*LISTE DES CONSIGNES*:
[a] D'après le texte sur la succession de Johnny Hallyday, quelle juridiction l'article 4 du règlement européen désigne-t-il comme compétente ?
[b] Relevez toutes les dates qui figurent dans le texte sur la succession de Johnny Hallyday.
[c] Modifiez le passage du texte sur la succession de Johnny Hallyday allant de « L’article 4 du » jusqu'à « des conséquences fiscales. » inclus, en remplaçant « défunt » par « disparu ».

*BLOC DE TEXTE*:
□ □ □ □ □ □ □

Deux audiences concernant la succession de Johnny Hallyday seront encore présentes au rôle du tribunal de Nanterre.

L’une concerne la compétence des juridictions françaises, l’autre le gel des royalties.

Le 22 novembre 2018, le tribunal de Nanterre devait statuer sur la compétence des juridictions françaises pour régler la succession de Johnny Hallyday.

L’audience aurait été repoussée en mars 2019 afin de permettre aux enfants du chanteur d’assigner le trustee en charge de gérer le patrimoine.

Cette mise en cause du gestionnaire du trust est un préalable indispensable pour que la future décision lui soit opposable.

Le juge devra appliquer les nouvelles règles édictées dans le Règlement européen n° 650/2012 applicable à toutes les successions ouvertes à partir 17 août 2015. Ce règlement européen a une vocation universelle, ce qui signifie qu’il est applicable même si litige intéresse un pays tiers, ici les États-Unis et plus précisément la Californie.

L’article 4 du règlement nous indique que la juridiction compétente est celle de la résidence habituelle du défunt, ce qui mènerait le tribunal à faire une analyse de fond pour déterminer le lieu où Johnny Hallyday avait sa résidence habituelle au moment de son décès, avec bien entendu à la clé des conséquences fiscales.

Bien heureusement, l’article 10 de même règlement permet également de saisir la juridiction du pays dont le défunt a la nationalité.

La France pourrait donc bien retenir sa compétence sur cet article.

□ □ □ □ □ □ □

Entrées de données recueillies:
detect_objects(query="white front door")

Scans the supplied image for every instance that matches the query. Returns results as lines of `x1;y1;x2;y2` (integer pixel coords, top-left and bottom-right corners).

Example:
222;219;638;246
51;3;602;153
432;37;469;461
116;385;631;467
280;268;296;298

□ □ □ □ □ □ □

*CORRIGÉ DES EXERCICES*:
[a] La juridiction de la résidence habituelle du défunt.

[b]
- 22 novembre 2018
- mars 2019
- 17 août 2015

[c]
L’article 4 du règlement nous indique que la juridiction compétente est celle de la résidence habituelle du disparu, ce qui mènerait le tribunal à faire une analyse de fond pour déterminer le lieu où Johnny Hallyday avait sa résidence habituelle au moment de son décès, avec bien entendu à la clé des conséquences fiscales.